(Data under study Opens)
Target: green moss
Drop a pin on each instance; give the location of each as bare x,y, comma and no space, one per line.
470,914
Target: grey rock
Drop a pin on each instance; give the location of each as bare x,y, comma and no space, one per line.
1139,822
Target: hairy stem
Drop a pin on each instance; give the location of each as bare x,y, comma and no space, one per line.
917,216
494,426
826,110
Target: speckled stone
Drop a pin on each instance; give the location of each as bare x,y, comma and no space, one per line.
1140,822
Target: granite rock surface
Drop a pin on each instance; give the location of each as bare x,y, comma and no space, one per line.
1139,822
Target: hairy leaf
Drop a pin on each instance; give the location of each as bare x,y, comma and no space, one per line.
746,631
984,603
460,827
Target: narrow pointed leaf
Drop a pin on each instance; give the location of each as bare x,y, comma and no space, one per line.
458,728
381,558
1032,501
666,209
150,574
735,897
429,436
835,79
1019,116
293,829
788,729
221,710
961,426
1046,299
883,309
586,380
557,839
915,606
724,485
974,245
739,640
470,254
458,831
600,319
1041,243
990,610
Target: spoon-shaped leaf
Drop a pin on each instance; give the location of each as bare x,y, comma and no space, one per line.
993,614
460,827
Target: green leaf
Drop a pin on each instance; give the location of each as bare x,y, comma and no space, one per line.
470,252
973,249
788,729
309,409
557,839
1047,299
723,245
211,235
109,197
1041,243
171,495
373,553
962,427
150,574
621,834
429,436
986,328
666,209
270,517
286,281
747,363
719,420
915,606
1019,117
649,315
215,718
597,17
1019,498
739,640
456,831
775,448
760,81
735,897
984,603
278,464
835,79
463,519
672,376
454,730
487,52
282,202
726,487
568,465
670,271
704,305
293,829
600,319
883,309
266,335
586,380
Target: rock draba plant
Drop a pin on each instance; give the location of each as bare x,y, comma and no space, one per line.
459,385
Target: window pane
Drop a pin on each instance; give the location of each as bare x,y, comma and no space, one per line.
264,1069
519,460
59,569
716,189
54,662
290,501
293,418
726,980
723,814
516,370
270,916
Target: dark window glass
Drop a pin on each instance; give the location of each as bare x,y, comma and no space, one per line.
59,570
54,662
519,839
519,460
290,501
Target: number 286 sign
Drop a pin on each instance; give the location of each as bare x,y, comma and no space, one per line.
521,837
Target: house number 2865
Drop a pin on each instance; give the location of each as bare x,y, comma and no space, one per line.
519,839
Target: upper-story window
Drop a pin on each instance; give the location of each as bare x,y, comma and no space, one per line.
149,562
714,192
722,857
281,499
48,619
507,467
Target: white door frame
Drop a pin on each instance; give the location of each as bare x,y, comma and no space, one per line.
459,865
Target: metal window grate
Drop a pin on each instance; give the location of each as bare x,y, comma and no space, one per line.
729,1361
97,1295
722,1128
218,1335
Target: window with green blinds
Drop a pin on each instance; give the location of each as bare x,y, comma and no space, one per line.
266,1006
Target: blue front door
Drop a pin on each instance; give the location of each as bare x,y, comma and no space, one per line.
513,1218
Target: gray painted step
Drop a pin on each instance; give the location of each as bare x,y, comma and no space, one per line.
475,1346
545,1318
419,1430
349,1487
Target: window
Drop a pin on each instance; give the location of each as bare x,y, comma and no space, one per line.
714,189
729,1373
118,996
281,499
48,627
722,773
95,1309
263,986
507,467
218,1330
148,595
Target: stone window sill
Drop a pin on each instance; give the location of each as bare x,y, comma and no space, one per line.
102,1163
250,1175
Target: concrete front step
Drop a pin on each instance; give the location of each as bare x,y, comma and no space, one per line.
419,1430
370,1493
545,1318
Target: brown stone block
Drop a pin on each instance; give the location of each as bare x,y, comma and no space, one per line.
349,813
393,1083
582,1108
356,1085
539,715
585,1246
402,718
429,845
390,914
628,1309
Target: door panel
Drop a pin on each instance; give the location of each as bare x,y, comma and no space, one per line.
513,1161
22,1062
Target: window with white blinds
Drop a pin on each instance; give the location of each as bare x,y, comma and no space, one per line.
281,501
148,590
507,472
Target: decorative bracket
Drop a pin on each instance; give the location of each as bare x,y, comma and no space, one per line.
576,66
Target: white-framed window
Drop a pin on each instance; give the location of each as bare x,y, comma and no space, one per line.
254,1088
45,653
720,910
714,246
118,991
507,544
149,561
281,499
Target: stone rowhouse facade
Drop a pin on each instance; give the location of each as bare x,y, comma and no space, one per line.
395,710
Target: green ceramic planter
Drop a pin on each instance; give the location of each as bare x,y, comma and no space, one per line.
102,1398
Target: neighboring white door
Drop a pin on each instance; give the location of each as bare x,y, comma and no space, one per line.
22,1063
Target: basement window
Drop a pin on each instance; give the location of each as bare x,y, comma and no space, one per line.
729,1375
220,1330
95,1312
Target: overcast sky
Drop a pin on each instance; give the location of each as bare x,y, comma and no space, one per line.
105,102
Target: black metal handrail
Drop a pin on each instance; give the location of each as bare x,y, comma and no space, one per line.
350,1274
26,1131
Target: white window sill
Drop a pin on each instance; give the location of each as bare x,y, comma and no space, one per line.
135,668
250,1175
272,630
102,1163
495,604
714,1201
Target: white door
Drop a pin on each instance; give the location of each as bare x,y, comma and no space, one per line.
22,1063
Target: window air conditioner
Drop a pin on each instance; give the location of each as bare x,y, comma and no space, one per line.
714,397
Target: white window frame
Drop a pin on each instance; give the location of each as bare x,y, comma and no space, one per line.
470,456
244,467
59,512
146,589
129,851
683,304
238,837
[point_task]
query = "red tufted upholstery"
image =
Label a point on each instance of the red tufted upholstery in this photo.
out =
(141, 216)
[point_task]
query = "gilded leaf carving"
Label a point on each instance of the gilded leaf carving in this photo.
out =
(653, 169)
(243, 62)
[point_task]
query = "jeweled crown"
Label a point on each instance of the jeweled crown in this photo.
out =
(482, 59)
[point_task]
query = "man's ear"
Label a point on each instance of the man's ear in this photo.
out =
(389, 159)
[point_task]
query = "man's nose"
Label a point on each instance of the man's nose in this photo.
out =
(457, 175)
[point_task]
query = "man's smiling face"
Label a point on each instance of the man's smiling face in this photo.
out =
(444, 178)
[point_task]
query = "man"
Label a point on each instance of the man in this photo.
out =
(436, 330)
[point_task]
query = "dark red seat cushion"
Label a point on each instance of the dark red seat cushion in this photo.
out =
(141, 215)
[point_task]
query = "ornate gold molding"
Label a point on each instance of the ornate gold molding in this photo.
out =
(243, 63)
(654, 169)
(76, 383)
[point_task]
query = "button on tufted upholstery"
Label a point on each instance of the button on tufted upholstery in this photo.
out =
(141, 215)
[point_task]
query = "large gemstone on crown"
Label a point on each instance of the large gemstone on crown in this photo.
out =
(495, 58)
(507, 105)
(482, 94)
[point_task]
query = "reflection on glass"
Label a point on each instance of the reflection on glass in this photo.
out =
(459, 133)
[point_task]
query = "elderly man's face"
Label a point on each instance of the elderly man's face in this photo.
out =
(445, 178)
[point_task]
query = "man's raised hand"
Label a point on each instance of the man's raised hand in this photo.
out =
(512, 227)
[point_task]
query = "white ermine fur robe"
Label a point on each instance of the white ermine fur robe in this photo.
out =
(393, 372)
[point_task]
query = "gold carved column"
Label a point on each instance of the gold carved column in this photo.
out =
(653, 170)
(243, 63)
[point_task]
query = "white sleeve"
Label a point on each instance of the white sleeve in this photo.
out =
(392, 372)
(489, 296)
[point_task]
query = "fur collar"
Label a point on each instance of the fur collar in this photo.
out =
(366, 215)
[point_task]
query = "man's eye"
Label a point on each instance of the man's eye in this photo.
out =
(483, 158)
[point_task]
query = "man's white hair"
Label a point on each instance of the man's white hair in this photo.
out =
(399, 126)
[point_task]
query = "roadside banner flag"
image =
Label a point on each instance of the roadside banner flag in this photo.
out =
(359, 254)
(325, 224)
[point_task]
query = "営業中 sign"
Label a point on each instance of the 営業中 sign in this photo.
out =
(Data under study Closes)
■ What is needed ■
Your output must be the lines of the material above, from the first through the line that contains "Target: rock draba plant", copied exactly. Include both endpoints and nothing else.

■ Output for this task ■
Target: green moss
Drop a pin on each instance; give the location of each as bare x,y, comma and no space, one per line.
470,914
Target: grey rock
Drop a pin on each instance; give the location of each as bare x,y, comma and no space, one per line.
1139,822
Target: hairy stem
Drop a pin on each instance; give the location of each as bare x,y, comma and no space, one per line.
917,216
494,426
826,110
Target: speckled stone
Drop a pin on each instance; give the location of each as bare x,y, comma and no space, one per line.
1140,822
Target: granite rock surface
Drop a pin on each instance; give the location of each as bare x,y, comma and no space, one per line.
1139,822
Target: hairy leaf
Drop a pin on each instance; give the location of each as bare x,y, comma and no space, one per line.
746,631
984,603
460,827
Target: narrow pointed leaf
Drop a pin on each instance; give the location of each as bare x,y, comma and no space, one per line.
458,728
381,558
1032,501
666,209
150,574
735,897
429,436
835,79
1019,116
293,829
788,729
221,710
961,426
1046,299
883,309
586,380
557,839
915,606
724,485
974,245
739,640
470,254
458,831
600,319
1041,243
990,610
Target: spoon-shaped leaf
Drop a pin on each instance; give the location of each as bare x,y, comma and no space, one per line.
993,614
460,827
Target: green leaf
Drop a pin on each instance; give the location of each as bare x,y, comma and no space, one per line.
470,252
973,249
788,729
309,409
557,839
1047,299
723,245
211,235
109,197
1041,243
171,495
373,553
962,427
150,574
621,834
429,436
986,328
666,209
270,517
286,281
747,363
719,420
915,606
1019,117
649,315
215,718
597,17
1019,498
739,640
456,831
775,448
760,81
735,897
984,603
278,464
835,79
463,519
672,376
454,730
487,52
282,202
726,487
568,465
670,271
704,305
293,829
600,319
883,309
266,335
586,380
Target: rock draba plant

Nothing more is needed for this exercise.